_DATA FOR THE TASK_.

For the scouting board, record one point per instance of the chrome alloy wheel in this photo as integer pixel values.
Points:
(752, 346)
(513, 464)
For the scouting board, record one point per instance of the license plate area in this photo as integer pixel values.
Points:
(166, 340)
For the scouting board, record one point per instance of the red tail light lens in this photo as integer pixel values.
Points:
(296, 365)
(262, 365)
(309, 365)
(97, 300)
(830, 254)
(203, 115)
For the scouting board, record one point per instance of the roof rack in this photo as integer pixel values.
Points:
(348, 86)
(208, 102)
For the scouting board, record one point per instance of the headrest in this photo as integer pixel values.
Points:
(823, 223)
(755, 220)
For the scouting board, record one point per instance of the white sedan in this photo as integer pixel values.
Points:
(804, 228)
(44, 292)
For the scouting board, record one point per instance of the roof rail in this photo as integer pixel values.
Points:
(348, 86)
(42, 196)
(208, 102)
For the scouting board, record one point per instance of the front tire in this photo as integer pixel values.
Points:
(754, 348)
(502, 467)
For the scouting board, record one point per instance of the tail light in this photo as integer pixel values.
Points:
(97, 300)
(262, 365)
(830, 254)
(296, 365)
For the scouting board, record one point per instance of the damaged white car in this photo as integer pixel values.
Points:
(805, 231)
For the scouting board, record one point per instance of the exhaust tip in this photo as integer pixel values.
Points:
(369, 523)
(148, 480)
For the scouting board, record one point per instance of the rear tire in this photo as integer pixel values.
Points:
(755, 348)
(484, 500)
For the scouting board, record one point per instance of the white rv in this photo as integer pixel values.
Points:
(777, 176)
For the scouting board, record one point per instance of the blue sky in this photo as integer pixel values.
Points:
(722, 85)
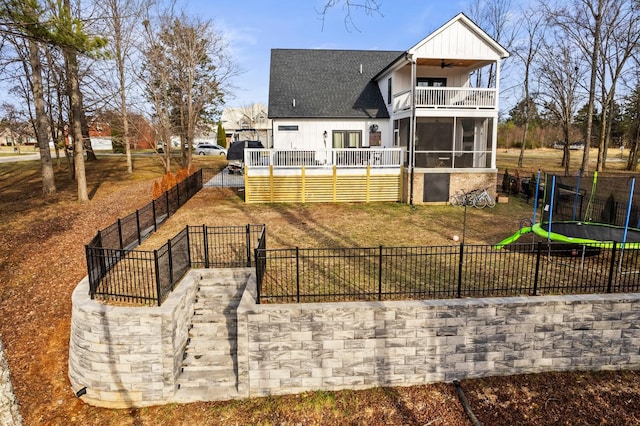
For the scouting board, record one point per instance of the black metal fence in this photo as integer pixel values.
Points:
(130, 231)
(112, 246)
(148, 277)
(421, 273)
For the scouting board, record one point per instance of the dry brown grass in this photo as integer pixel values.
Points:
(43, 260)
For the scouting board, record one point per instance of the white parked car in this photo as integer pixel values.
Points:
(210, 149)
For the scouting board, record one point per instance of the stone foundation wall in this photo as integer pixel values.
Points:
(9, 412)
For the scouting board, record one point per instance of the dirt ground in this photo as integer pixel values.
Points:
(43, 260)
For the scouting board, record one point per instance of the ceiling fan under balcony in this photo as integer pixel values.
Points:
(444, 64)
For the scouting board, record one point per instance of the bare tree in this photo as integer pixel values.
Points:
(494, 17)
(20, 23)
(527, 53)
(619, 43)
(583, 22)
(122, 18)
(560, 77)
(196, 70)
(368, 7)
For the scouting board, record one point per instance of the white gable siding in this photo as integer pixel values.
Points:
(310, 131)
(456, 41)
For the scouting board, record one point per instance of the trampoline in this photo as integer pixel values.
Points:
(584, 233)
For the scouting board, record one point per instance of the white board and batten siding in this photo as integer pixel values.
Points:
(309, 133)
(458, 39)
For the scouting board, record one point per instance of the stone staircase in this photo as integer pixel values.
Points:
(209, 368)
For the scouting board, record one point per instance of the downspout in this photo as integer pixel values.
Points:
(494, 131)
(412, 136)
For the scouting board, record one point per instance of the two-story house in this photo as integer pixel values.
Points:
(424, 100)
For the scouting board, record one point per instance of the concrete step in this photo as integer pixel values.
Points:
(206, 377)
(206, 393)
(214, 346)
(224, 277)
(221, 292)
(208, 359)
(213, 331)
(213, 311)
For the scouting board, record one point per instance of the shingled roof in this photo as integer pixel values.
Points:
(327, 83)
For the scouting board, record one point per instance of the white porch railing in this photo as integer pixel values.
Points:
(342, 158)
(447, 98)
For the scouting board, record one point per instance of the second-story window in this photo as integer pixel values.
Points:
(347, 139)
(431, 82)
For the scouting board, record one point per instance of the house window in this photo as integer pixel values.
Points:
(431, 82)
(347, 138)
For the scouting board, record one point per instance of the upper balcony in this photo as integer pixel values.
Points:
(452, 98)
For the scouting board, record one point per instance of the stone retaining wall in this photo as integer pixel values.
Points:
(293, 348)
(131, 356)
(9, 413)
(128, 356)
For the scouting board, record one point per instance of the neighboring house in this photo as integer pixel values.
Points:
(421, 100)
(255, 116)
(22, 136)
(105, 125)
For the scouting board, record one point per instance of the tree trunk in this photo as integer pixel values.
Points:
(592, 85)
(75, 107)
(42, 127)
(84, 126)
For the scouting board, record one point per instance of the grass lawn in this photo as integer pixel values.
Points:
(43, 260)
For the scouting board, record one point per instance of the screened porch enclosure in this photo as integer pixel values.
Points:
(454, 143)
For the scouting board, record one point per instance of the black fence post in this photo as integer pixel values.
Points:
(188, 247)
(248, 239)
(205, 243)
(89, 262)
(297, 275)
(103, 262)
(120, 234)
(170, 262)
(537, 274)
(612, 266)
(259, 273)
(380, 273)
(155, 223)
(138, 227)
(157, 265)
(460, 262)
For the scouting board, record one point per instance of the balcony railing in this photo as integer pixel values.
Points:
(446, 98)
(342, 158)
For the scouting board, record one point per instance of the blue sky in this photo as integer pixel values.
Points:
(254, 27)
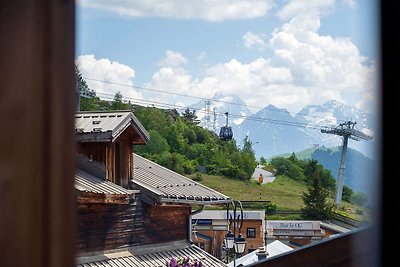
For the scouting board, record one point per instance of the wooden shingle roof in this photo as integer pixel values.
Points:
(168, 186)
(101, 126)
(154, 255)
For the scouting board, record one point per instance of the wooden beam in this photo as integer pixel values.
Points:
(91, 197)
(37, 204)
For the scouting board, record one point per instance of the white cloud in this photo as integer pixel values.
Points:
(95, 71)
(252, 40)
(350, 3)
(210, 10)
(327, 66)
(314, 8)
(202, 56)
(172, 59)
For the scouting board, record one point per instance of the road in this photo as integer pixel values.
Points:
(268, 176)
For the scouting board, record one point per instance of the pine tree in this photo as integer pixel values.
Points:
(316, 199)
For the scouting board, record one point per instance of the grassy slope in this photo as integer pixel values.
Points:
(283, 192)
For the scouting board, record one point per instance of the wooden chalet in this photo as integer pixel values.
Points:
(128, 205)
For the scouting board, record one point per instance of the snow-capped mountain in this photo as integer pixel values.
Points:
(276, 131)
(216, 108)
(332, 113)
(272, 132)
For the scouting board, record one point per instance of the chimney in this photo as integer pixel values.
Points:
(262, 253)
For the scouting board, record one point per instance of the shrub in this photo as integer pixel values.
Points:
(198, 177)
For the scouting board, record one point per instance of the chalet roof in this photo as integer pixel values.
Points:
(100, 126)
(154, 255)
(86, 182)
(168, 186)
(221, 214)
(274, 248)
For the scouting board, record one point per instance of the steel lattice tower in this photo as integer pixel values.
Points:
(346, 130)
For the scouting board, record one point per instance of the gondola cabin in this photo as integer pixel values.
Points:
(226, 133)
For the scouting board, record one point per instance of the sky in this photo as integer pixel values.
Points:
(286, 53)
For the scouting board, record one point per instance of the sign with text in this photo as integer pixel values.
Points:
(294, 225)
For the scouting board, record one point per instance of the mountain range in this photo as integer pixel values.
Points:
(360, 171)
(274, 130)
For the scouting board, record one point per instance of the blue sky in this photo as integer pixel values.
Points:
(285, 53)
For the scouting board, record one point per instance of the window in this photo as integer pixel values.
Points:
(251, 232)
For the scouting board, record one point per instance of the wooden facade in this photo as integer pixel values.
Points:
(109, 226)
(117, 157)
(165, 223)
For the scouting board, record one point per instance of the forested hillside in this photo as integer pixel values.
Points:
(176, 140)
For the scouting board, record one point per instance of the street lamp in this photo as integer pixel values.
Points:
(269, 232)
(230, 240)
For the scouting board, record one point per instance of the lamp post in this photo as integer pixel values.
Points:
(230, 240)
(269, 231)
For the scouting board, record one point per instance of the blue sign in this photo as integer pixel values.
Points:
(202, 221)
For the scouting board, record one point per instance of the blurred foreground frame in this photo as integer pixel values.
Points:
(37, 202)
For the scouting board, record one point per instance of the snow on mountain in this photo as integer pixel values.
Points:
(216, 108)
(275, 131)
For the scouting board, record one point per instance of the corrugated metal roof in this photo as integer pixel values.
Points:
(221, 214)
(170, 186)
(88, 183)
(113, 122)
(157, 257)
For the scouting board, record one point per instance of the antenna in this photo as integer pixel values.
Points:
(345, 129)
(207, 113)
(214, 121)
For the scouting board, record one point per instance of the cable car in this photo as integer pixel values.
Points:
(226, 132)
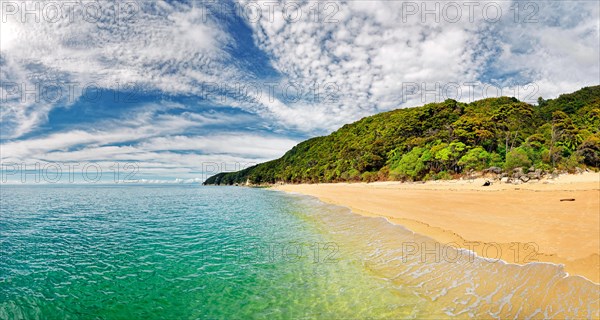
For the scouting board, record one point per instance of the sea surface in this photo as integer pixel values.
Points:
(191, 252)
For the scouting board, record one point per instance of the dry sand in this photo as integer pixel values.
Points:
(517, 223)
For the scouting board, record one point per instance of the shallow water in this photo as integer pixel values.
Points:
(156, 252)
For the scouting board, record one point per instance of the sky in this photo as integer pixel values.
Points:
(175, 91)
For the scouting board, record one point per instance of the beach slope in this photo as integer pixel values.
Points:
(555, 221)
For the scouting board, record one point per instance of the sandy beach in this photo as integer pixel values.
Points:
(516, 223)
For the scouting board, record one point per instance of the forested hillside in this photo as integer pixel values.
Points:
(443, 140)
...
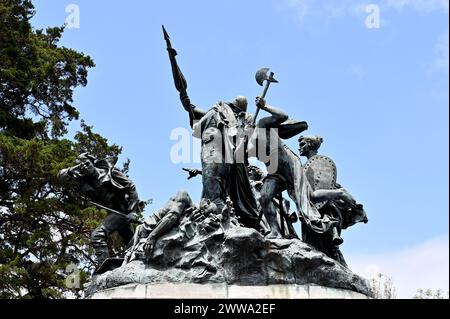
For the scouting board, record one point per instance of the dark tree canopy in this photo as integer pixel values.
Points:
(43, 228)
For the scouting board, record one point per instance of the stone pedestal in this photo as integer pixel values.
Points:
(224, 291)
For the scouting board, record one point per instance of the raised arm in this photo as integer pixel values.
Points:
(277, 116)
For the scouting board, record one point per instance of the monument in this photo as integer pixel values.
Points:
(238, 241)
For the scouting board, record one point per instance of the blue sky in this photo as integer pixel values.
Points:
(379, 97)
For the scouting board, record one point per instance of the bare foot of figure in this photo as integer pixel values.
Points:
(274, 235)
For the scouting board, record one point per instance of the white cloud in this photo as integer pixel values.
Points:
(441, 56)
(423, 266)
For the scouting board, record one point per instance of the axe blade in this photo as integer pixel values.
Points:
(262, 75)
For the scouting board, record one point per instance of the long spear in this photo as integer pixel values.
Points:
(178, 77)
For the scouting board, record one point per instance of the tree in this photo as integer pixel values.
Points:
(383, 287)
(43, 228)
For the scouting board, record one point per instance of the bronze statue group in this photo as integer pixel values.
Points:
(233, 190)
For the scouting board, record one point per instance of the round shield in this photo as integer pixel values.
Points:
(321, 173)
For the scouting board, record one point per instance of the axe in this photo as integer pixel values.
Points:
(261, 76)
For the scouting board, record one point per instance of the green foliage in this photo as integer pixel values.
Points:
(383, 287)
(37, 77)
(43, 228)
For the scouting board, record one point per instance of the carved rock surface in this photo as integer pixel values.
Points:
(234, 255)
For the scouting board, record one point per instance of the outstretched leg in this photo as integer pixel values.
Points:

_WHAT IS NEEDED_.
Every line in the entries that contains the word "sign" should be counted, and the total stated alone.

_EXERCISE ANSWER_.
2